AIM OF THE EXERCISE
Omitting all images, transcribe the entries word for word.

[[ RECORDS FOR PROCESSING open ]]

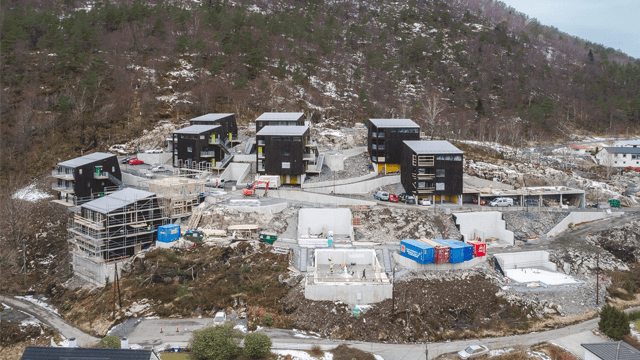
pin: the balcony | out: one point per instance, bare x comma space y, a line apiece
63, 188
64, 175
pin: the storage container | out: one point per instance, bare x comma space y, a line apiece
458, 251
441, 252
417, 251
168, 233
479, 248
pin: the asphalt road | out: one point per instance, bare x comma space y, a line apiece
51, 319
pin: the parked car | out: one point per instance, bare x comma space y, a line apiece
473, 351
135, 161
501, 202
381, 195
159, 168
220, 318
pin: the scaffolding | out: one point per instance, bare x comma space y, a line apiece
99, 239
183, 194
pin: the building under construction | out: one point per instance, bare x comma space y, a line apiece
111, 229
182, 194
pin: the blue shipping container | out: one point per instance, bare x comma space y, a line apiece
417, 251
459, 251
168, 233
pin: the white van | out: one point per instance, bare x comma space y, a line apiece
501, 202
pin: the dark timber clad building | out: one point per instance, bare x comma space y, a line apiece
199, 144
279, 119
285, 151
385, 141
86, 176
432, 169
226, 121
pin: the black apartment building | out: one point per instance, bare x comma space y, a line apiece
283, 151
385, 141
432, 169
86, 176
199, 144
227, 122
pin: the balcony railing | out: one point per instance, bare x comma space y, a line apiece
64, 175
62, 188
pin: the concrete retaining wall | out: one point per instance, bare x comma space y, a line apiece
314, 220
335, 160
339, 182
410, 264
484, 225
363, 187
317, 198
578, 217
478, 182
525, 259
348, 293
161, 159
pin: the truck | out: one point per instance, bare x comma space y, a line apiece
273, 180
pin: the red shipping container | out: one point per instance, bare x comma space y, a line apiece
441, 251
479, 248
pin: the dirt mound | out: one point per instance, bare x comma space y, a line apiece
448, 309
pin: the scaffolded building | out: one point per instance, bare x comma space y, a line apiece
111, 229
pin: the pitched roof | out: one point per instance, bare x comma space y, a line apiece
432, 147
280, 116
283, 130
623, 150
196, 129
84, 160
117, 200
60, 353
611, 351
211, 117
394, 123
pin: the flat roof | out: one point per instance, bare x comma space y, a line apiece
432, 147
283, 130
400, 123
117, 200
196, 129
623, 150
86, 159
280, 116
211, 117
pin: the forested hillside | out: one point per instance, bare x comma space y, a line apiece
78, 76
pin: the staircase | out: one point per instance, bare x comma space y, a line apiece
116, 181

[[ RECORDS FOR PROCESSING closed ]]

YOUR RESPONSE
pin: the balcony | out: one point per instance, bare x comma space y, a line apiece
63, 188
64, 175
pin: the storage container | out: one point per instance, bare x comma space y, a line apiece
458, 251
441, 252
417, 251
168, 233
479, 248
pin: the asphalt road | out: one point per instance, bare x comma space y, a line apiece
51, 319
pin: the parked car | out: one point per instance, bare x comma space y, a line apiece
473, 351
135, 161
501, 202
381, 195
159, 168
220, 318
pin: the scaffolding | out: one point per instance, bare x comma space y, a line apiece
99, 239
183, 194
pin: the building under construction | out: one point per instance, bare x comma space y, a line apiece
111, 229
182, 194
pin: the blue shipping container | out: one point per instance, bare x comma space y, a line apiece
417, 251
459, 251
168, 233
pin: the white van | out: one point per instance, bare x comma space y, a line apiece
501, 202
pin: the dark timber clad building | out: one point per instance, bare x comma space y, a line apiece
199, 144
279, 119
285, 151
385, 141
86, 176
432, 169
226, 121
pin: the black apartment building | out: one point per instance, bare x comma space y, a line apiece
283, 151
385, 141
432, 169
86, 176
199, 144
227, 122
pin: the balcony railing | out: one point per instance, bare x comma space y, a line apiece
64, 175
62, 188
pin: the concrete retaining wall | out: one point per instance, bare x comma space y, a line apiece
314, 220
335, 160
339, 182
410, 264
484, 225
363, 187
317, 198
578, 217
478, 182
525, 259
348, 293
161, 159
pin: the truck | out: one point per instance, bare x comma space y, a line apiece
273, 180
pin: the red shipping container | out: one point per instance, bare x comma space y, a line apiece
441, 251
479, 248
pin: the dirt mound | out: one point per instance, bare x comma space y, a line apiece
448, 309
pin: the scaffolded building | out: one point per instance, bare x comma space y, a line apiece
111, 229
pin: the pitched roof | out: one point per instance, bare x comma space y, a line apiece
432, 147
280, 116
283, 130
623, 150
196, 129
84, 160
117, 200
60, 353
611, 351
211, 117
394, 123
pin: the flat roof | out: one point per instance, bare x comma space y, a line apiece
432, 147
283, 130
400, 123
117, 200
196, 129
623, 150
86, 159
280, 116
211, 117
pin: the forested hillside | out: one point per instance, bare x comma space y, a line apiece
78, 76
pin: the staircase | out: one point per instance, bare x comma space y, a line apiece
116, 181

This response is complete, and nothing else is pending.